### Task instructions
Please quote the full note on Latin word order below, word for word.

A little note about Latin word order
Today I wanted to post a little note about word order for those of you who've learned some Latin in the past but may have heard a few misconceptions. There is a bit of a myth to is circulated by a lot of teachers (myself included) that "Word order doesn't matter in Latin" which is true, but also false. There are a few things to keep in mind during reporting.
First of all: The basic sentence structure is composed of a few things, Subjects, Verbs, and Objects. Latin often builds sentences around this. There is a rhyme to it. Some of Caesar's writing was analyzed and this was produced:
So, following this model, we've tried to make transitive sentences (those with a direct object) reflect these basic sentence structures, (excluding the last one, as it's so infrequent).
Prepositional Phrases (e.g. in Italia) can usually go wherever they need to, they shouldn't be split up, by doing things like 'In Ego habito America', or 'America habito in'.
Adjectives are often found next to what they modify. So try to keep to 'Ebrius psittacus in villa sedet' instead of 'psittacus in villa sedet......................................... ebrius' We've also opted to keep certain phrases, like Novum Eboracum set as exactly that, not Eboracum Novum, it drastically cuts down on alternate translations.
Some pronouns are flexible in placement (before or after a noun), some are really not. Check wikipedia's page on Latin Word Order for specific examples.
Non should precede it's verb. 'Non habito in America', not... 'habito in America non'.

### Data section
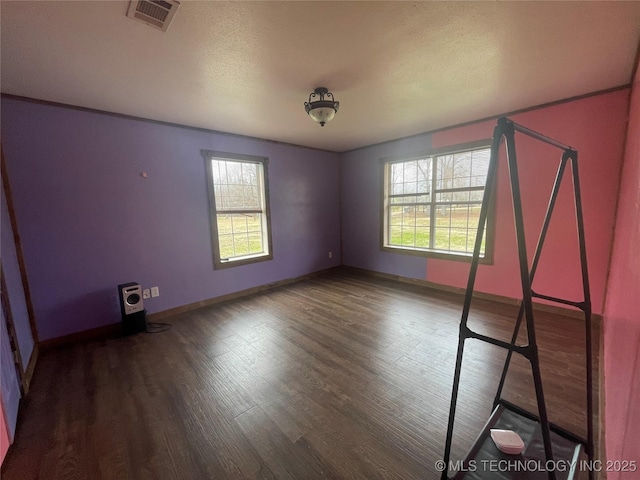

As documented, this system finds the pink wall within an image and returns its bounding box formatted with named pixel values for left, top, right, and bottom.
left=427, top=89, right=629, bottom=313
left=604, top=65, right=640, bottom=480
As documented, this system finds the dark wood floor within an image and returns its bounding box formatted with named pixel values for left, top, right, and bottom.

### Written response
A little note about Latin word order
Today I wanted to post a little note about word order for those of you who've learned some Latin in the past but may have heard a few misconceptions. There is a bit of a myth to is circulated by a lot of teachers (myself included) that "Word order doesn't matter in Latin" which is true, but also false. There are a few things to keep in mind during reporting.
First of all: The basic sentence structure is composed of a few things, Subjects, Verbs, and Objects. Latin often builds sentences around this. There is a rhyme to it. Some of Caesar's writing was analyzed and this was produced:
So, following this model, we've tried to make transitive sentences (those with a direct object) reflect these basic sentence structures, (excluding the last one, as it's so infrequent).
Prepositional Phrases (e.g. in Italia) can usually go wherever they need to, they shouldn't be split up, by doing things like 'In Ego habito America', or 'America habito in'.
Adjectives are often found next to what they modify. So try to keep to 'Ebrius psittacus in villa sedet' instead of 'psittacus in villa sedet......................................... ebrius' We've also opted to keep certain phrases, like Novum Eboracum set as exactly that, not Eboracum Novum, it drastically cuts down on alternate translations.
Some pronouns are flexible in placement (before or after a noun), some are really not. Check wikipedia's page on Latin Word Order for specific examples.
Non should precede it's verb. 'Non habito in America', not... 'habito in America non'.